◆ **AVAILABLE DATA**:
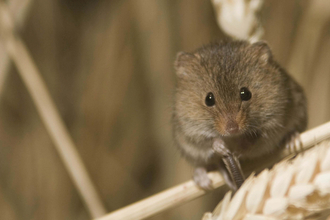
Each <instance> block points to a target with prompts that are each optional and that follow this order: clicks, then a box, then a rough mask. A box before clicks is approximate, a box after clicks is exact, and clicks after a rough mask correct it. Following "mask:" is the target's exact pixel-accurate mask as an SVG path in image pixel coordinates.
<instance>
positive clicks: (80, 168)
--
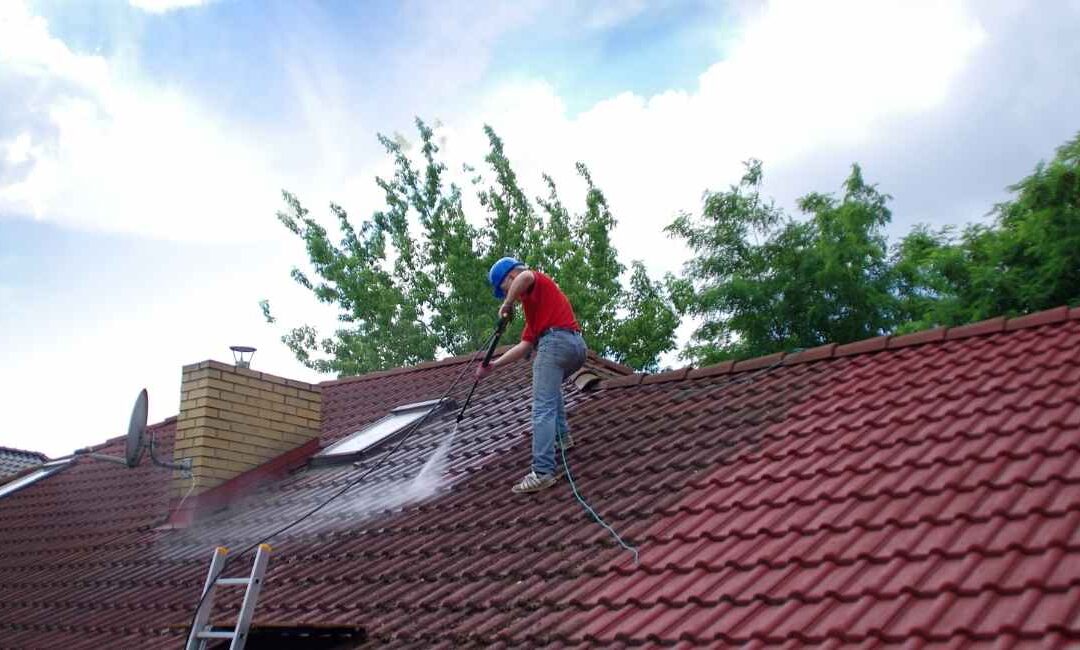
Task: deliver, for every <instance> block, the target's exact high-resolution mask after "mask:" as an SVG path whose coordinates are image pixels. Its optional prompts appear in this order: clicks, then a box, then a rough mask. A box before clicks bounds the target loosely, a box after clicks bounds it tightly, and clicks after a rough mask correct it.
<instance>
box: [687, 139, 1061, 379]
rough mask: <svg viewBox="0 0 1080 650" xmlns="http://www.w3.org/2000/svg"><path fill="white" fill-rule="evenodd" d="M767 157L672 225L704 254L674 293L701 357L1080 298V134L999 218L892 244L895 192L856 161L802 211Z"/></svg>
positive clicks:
==
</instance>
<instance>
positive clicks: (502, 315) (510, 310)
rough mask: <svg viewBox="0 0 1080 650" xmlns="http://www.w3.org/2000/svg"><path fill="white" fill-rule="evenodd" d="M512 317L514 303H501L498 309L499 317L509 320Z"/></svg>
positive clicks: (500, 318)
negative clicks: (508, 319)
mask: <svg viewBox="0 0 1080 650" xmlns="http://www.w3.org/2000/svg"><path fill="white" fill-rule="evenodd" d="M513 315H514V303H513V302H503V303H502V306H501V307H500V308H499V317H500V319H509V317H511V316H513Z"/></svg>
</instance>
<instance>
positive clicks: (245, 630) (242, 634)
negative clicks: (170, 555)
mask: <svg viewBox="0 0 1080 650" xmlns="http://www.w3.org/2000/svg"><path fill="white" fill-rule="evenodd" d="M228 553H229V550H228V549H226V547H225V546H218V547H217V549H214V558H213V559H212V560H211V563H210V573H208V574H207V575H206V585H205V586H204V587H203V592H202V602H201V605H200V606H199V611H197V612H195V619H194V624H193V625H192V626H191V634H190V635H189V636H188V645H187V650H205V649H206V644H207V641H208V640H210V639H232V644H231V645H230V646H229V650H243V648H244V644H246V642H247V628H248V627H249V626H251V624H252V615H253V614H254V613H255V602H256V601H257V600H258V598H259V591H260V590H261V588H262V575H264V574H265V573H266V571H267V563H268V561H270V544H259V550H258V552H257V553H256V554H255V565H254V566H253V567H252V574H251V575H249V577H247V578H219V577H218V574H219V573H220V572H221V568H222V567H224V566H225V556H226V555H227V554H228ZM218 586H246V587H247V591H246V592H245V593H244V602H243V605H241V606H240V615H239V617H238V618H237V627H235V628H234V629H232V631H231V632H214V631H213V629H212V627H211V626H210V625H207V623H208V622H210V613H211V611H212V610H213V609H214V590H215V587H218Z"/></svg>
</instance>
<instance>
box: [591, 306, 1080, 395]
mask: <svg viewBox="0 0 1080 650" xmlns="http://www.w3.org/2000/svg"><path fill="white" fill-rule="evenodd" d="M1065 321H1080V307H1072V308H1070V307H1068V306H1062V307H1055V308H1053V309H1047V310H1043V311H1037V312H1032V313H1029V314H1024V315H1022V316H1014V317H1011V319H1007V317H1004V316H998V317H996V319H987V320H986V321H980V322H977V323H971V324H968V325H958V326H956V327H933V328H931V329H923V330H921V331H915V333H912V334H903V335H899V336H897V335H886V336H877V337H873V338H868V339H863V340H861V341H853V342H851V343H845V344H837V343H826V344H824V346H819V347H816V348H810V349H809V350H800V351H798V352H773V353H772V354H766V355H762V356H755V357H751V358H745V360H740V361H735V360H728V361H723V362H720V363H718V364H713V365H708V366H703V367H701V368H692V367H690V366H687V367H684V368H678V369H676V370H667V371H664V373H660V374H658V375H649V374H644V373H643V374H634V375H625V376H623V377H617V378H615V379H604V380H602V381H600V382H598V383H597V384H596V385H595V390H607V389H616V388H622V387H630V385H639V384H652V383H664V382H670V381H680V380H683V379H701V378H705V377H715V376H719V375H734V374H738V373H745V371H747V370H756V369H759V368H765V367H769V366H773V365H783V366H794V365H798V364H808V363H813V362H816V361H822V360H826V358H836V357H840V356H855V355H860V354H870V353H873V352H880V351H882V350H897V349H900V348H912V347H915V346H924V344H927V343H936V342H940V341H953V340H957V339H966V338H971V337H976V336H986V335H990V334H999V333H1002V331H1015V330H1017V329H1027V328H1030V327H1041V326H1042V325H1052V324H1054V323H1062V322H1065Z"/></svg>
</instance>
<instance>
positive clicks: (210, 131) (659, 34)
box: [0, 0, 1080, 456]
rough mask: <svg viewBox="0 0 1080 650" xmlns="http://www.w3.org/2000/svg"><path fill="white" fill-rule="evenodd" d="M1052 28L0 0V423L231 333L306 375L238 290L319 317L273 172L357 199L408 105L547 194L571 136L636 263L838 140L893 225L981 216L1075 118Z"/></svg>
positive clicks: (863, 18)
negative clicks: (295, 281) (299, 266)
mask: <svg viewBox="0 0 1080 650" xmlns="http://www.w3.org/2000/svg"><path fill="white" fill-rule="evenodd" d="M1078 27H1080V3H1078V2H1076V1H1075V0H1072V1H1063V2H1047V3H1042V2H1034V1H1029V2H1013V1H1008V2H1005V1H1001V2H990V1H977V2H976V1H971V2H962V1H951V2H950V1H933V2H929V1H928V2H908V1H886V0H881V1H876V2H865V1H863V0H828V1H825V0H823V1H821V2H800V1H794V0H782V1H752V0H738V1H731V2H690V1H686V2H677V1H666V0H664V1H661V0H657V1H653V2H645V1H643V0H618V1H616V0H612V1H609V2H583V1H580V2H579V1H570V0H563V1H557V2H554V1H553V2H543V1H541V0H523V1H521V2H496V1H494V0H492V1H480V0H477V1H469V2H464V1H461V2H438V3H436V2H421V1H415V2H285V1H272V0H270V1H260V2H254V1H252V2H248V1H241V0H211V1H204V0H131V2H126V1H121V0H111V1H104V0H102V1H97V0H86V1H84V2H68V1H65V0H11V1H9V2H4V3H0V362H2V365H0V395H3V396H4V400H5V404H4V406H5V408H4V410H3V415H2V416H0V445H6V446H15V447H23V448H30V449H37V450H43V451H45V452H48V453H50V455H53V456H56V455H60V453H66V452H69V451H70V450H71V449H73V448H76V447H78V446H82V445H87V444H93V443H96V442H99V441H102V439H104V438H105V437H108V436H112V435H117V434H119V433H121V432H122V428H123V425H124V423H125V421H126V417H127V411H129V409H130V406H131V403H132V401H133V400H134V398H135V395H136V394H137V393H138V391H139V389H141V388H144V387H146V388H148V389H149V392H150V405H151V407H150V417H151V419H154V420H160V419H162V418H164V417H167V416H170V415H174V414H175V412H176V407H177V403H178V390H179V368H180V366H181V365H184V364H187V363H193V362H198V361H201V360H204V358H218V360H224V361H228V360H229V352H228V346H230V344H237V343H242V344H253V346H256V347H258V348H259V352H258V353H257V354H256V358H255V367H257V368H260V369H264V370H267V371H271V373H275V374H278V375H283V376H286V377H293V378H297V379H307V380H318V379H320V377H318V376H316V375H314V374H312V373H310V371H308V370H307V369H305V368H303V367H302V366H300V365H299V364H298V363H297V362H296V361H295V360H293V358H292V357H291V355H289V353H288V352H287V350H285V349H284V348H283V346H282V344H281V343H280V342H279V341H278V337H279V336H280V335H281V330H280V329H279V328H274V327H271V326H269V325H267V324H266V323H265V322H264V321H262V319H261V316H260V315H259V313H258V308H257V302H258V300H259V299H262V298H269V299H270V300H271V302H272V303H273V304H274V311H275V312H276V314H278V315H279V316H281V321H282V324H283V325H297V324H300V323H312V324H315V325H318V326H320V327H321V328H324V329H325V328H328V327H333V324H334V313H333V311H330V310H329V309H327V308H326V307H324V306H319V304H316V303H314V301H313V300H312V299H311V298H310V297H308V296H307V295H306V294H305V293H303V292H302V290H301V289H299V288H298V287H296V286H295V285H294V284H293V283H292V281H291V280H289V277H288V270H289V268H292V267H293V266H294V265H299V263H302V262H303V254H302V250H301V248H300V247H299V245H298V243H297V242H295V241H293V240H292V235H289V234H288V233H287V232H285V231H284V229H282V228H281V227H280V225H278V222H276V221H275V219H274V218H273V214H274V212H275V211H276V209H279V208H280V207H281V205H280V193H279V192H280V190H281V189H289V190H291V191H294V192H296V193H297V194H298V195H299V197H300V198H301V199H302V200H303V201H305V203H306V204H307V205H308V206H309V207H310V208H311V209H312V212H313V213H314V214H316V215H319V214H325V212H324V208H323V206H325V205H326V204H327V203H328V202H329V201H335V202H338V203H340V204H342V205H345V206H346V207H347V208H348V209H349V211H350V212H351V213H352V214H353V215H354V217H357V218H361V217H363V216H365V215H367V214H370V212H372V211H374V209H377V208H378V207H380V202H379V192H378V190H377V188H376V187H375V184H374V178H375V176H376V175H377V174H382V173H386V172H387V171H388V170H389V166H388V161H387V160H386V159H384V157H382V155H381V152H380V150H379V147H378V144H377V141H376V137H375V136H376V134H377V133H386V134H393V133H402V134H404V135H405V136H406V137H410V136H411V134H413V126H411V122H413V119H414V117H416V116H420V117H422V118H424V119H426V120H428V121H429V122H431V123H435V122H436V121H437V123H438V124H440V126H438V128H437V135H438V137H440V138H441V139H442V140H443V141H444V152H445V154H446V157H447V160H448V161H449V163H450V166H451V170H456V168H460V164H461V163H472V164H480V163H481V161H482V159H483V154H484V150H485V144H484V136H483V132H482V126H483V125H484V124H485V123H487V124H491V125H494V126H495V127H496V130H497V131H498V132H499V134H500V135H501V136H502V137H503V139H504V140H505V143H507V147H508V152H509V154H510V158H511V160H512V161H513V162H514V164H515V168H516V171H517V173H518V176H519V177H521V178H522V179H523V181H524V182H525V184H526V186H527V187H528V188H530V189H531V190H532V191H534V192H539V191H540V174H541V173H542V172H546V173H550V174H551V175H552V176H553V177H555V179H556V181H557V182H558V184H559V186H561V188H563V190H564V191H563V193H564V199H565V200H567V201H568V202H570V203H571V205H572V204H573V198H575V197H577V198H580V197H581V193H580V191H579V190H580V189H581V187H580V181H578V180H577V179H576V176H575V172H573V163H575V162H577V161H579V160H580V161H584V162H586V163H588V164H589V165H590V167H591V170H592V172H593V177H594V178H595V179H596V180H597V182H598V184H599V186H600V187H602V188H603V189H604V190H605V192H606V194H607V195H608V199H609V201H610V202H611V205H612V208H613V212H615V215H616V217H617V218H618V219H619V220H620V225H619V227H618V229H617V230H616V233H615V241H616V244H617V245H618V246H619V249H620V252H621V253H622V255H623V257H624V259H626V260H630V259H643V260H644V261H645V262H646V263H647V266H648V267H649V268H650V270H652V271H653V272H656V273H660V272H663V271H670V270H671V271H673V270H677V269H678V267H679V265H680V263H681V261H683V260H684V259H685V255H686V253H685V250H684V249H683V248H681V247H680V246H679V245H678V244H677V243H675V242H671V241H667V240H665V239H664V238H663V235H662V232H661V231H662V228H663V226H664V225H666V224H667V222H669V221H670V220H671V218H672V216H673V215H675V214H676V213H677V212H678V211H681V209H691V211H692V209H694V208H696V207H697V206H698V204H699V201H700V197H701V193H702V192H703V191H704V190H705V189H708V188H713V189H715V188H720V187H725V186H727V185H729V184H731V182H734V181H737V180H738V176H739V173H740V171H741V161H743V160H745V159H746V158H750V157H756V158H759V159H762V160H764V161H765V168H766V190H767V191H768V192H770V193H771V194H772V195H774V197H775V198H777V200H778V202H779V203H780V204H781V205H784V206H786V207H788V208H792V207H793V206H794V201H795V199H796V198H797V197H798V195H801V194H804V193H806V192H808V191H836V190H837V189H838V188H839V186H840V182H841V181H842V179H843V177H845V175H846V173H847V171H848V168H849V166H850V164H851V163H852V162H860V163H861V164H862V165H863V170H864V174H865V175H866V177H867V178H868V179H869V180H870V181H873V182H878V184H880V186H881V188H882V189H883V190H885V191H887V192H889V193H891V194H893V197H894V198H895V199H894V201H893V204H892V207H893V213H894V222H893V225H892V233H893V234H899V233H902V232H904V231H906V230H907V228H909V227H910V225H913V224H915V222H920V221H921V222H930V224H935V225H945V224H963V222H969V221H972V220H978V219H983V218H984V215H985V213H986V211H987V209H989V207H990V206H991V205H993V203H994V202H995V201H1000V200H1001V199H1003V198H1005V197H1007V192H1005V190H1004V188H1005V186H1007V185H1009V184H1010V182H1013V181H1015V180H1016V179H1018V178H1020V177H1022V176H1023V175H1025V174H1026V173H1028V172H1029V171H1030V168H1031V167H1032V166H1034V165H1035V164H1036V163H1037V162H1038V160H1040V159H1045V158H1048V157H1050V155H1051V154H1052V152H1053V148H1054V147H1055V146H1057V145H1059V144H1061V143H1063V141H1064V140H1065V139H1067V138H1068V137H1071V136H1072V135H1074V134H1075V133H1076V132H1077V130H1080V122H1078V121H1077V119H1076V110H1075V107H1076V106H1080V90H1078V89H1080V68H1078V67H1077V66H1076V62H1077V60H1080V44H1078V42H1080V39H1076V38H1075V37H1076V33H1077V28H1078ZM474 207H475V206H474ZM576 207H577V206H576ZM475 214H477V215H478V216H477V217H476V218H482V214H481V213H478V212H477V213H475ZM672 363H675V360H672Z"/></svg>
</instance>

◆ **PROBLEM**: Reproduce the lines starting at the one containing "Each <instance> block" and ending at the one containing "positive clicks: (80, 168)", with "clicks" replaced by "points" and everything else unchanged. Give only those lines.

◆ **RESULT OF THE EXERCISE**:
Each <instance> block points to a target with prompts that are each optional and that follow this order: points, then a box, then a rough mask. A box before points is approximate, a box after points is exact, and points after a rough mask correct it. Following "mask:" is the target's exact pixel-accurate mask as an SVG path in image pixel coordinates.
<instance>
positive points: (80, 168)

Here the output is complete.